** START Selected passage **

A cryptocurrency trading chart showing colourful OHLCV candlesticks with RSI and MACD indicators on a dark screen.

#Cryptocurrency#cryptohopper#candlestick+2 more

A practical guide to candles (OHLCV) for crypto technical analysis

Candles are the oldest piece of trader technology we still use. The Japanese rice market invented them in the 1700s, and pretty much every chart you've ever seen — TradingView, Binance, Cryptohopper, your broker, your exchange — is still drawing them. Every indicator anyone cares about is a function of candle data. Every backtest is a loop over candle data. If you want to reason about the history of a market, rather than just the current state, candles are the only data type that does it.


This article is a practical walkthrough of candle (OHLCV) data: what's inside one, how to pick a timeframe, how indicators fall out, and how to use them cleanly through the Cryptohopper Market Data MCP without torching your weekly quota.

What a candle actually is

Every candle summarises what happened in a fixed time window — one minute, five minutes, one hour, four hours, one day. For that window you get five numbers:

  • Open — the first trade price inside the window.
  • High — the highest trade during the window.
  • Low — the lowest trade.
  • Close — the last trade price when the window ended (or the current price if the window is still open).
  • Volume — the total amount of the base asset that traded inside the window.

That's OHLCV. Five numbers. A series of them, evenly spaced in time, is what a chart is made of. Everything else is derived from this.

The genius of candles is the compression. A one-hour window on a busy pair might contain tens of thousands of individual trades. OHLCV squeezes that down to five numbers that preserve almost everything a trader actually cares about: where did it start, how high did it go, how low, where did it finish, and how much traded through. The gritty tick-level detail is gone, but the shape is intact.

** END Selected passage **

● **The exercise**
Return everything from "Every candle summarises" down to "during the window." in the candle guide above, word for word.

** START Data segment **

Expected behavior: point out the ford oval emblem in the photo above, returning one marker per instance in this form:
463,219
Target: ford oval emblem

** END Data segment **

● **Answer to this problem**
Every candle summarises what happened in a fixed time window — one minute, five minutes, one hour, four hours, one day. For that window you get five numbers:

  • Open — the first trade price inside the window.
  • High — the highest trade during the window.